### Exercise instructions
In the comment thread about eating insects, what did one commenter say the big black fried scorpions tasted like?

But I've paid good money for insect dinners, and those big black fried scorpions were not tasty-- like fried fingernails with a bit of goo in them. The ants were good. The fried crickets are delicious. Sadly no grubs, I was really looking forward to grubs.
So free bugs, whoooo!!! Look at me winning!
Also this book is much fun (this is a link about insect eating in various cultures, so don't click if you ick).
posted by winesong at 12:32 PM on May 21, 2020 [1 favorite]


Nothing can stop it, so let nothing stop us!

I would like to subscribe to your newsletter midnight intercranial broadcast.
posted by GenjiandProust at 12:36 PM on May 21, 2020 [6 favorites]


You're still hanging onto a cranium? Pfft - Luddite...
posted by Greg_Ace at 12:55 PM on May 21, 2020 [2 favorites]


I'm trying this, while my girlfriend who's recently starting buying tons of berries is out at the garden centre, but after 30 minutes I'm not seeing any sign of panicking larvae.
posted by Flashman at 1:04 PM on May 21, 2020 [2 favorites]


My take on it, since I was a kid exposed to a lot od home-grown fruit, is that they live in the fruit and eat nothing but the fruit so they basically are made of fruit, but slightly more proteinaceous.

And eyelash mites have never bothered me since I first heard of them in a parasitology textbook that described them as "basking like tiny alligators in the warm swamp of the hair follicle".
posted by Fuchsoid at 2:02 PM on May 21, 2020 [13 favorites]


The eyelash mite thing has also never bothered me, except that every time I'm reminded of that little bit of trivia, I immediately become hyper-aware of the fact that the skin on my face is always itchy, only it's at such a low level that I hardly ever notice it.
posted by Atom Eyes at 2:16 PM on May 21, 2020 [2 favorites]


I clean all my fruit and veg well in fresh clean water (not salted). But I can't make myself wash raspberries. A wild raspberry is one of the most luxurious things I can think of, sweet and soft and a little bit crunchy and a little bit velvety like a peach. And I know there are bugs in it and that some of the crunch I'm getting is from those bugs and not the seeds, but I just love the whole experience, taste and consistency. I think if I loved strawberries as much as I love raspberries, I'd feel the same about them.
posted by mumimor at 2:30 PM on May 21, 2020 [10 favorites]


So my grown up daughter is a vegetarian. I have yet to tell her what jello is made of. shhh.
posted by baegucb at 3:25 PM on May 21, 2020 [7 favorites]


In order to grow non-organic strawberries, the earth is fumigated with cancer-causing pesticides. The old ones might have been worse. Back when we lived in Monterey, it was a big topic of conversation. Organic strawberries might have fruit fly larvae but it's sure better than the alternative.
posted by rednikki at 3:33 PM on May 21, 2020 [2 favorites]


Increasingly shitty eyesight with age has done wonders for my tendency to look overly-closely at things I might eat and being bothered by my eyebrows enough to keep up with tweezing.
posted by A Terrible Llama at 3:45 PM on May 21, 2020 [5 favorites]


So my grown up daughter is a vegetarian. I have yet to tell her what jello is made of. shhh.

### Provided records
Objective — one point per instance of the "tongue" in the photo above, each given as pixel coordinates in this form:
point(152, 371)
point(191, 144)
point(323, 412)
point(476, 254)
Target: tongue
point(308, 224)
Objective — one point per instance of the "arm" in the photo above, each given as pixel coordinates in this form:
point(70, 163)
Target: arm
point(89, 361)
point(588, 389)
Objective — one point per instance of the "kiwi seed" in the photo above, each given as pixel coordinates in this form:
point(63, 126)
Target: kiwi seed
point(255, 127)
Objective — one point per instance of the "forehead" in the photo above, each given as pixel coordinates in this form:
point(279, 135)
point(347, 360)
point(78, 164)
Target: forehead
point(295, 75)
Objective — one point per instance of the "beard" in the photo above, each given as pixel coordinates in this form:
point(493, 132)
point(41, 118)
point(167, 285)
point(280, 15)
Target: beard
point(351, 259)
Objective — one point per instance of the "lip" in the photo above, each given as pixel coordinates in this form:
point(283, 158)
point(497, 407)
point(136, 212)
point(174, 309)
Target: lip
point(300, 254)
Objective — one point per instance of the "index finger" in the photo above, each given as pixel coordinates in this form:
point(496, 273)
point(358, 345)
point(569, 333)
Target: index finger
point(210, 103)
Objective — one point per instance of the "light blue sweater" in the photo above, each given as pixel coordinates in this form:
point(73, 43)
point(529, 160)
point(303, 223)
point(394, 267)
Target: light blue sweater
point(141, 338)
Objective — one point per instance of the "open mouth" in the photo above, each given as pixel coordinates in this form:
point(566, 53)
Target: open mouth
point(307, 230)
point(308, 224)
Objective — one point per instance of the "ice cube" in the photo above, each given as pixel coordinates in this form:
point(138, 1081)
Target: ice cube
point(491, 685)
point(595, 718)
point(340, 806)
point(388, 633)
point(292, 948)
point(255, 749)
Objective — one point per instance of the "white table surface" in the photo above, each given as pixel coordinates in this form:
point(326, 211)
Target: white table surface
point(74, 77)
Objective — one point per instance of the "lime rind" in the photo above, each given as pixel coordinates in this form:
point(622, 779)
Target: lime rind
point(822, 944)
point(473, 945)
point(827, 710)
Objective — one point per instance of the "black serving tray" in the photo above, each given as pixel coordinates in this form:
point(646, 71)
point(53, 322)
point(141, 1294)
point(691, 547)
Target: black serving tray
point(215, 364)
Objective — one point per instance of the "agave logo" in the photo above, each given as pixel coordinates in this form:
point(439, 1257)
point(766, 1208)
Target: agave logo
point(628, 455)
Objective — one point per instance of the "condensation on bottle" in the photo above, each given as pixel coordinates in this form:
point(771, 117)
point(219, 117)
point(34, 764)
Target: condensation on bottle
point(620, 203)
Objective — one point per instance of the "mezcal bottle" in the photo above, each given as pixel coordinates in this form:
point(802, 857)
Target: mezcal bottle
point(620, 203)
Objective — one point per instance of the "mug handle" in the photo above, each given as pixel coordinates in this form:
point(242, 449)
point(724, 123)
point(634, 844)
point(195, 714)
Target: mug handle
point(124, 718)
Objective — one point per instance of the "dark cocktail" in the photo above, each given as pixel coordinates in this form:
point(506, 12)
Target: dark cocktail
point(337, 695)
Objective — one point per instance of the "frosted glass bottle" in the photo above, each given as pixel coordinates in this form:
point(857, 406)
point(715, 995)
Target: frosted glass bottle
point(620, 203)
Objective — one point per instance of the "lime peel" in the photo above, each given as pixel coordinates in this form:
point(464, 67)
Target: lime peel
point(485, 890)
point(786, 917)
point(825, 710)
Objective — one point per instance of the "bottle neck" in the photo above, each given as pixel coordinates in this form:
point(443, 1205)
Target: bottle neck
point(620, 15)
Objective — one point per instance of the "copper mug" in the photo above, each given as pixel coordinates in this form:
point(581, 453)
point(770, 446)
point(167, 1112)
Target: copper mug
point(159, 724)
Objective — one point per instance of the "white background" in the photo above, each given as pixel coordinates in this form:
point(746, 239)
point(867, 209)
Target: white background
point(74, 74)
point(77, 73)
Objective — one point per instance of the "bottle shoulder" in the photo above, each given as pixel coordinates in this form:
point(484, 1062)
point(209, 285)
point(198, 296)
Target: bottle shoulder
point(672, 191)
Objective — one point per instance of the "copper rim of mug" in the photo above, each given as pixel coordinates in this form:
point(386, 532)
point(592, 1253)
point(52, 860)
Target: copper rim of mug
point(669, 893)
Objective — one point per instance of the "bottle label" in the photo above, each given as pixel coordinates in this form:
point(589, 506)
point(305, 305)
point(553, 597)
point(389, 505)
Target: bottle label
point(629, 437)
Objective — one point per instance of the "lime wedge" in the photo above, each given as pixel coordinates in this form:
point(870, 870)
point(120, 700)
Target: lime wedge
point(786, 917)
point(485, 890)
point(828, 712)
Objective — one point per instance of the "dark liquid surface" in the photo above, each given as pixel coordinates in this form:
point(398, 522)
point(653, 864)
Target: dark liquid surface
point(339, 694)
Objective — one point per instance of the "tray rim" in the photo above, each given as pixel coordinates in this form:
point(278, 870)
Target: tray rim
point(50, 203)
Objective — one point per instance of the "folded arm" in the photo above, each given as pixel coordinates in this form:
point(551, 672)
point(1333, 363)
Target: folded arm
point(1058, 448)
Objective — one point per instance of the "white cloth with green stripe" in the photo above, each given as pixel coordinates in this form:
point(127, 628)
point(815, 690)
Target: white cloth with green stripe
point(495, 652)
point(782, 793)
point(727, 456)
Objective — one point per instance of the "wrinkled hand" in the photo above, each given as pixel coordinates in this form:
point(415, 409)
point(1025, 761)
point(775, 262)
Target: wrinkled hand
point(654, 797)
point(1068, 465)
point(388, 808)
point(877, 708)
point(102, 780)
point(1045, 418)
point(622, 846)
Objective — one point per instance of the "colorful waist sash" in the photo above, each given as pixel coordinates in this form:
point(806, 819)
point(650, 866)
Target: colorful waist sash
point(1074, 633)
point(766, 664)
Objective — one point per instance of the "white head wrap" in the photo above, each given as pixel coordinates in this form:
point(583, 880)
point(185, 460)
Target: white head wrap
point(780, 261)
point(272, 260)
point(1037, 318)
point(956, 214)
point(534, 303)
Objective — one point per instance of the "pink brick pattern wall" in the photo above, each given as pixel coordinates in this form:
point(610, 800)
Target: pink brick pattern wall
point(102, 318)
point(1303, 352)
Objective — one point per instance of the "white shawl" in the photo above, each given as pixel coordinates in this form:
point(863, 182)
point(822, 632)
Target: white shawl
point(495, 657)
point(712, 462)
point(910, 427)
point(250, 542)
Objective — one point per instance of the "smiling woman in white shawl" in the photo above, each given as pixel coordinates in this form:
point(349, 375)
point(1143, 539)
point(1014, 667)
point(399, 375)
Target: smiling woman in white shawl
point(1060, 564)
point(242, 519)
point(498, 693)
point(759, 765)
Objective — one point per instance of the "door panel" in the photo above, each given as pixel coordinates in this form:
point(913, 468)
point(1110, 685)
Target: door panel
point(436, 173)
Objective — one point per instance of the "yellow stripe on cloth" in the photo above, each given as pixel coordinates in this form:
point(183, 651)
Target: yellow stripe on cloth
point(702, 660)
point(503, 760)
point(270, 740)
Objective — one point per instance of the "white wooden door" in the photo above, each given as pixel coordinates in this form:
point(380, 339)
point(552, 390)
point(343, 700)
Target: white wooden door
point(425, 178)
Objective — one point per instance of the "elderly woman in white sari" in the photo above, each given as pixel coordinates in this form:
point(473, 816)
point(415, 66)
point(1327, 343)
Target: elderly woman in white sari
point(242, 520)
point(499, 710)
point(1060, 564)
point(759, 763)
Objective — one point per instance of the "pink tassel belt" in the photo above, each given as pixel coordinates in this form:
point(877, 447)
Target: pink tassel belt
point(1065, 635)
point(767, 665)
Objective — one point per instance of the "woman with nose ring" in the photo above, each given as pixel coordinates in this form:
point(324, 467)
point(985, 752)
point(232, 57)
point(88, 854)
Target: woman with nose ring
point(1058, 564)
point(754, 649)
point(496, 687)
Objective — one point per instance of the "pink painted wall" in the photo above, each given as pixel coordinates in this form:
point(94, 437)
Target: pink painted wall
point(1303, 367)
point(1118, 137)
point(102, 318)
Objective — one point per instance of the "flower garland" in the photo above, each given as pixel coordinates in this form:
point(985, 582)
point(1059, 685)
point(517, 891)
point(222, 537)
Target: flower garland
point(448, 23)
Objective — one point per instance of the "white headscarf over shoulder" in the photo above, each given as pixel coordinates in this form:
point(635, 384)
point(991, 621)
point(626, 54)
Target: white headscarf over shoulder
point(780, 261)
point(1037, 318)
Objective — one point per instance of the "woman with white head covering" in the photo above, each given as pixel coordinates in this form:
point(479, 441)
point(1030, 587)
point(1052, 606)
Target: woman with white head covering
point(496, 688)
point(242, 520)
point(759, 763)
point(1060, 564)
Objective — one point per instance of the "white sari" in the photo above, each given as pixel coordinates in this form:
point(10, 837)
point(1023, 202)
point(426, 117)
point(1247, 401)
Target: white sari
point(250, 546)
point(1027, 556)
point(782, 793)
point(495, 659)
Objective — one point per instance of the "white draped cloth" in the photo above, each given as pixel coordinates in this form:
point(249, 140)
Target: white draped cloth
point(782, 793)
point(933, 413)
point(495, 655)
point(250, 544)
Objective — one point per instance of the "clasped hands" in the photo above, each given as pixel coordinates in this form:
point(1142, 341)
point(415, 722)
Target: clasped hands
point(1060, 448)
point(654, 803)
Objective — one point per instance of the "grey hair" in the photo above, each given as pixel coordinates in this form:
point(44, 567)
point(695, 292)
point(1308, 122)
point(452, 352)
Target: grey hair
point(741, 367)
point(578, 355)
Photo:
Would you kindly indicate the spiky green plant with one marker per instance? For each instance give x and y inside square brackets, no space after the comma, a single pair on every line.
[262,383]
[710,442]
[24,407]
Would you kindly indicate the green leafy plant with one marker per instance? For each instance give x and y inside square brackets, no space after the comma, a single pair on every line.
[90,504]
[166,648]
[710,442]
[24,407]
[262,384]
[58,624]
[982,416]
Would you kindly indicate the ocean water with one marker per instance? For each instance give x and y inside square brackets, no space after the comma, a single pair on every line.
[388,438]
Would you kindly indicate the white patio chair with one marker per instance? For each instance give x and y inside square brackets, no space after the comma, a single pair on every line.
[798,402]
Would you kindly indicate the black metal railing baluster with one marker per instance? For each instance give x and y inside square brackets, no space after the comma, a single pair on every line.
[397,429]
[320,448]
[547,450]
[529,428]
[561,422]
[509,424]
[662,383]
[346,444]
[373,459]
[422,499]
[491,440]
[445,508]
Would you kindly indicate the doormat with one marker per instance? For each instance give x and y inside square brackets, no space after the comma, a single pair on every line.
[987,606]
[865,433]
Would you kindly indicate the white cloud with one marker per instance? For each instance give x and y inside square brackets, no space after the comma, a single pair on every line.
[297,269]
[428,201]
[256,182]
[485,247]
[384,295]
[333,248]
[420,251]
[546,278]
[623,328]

### Exercise result
Fried fingernails with a bit of goo in them.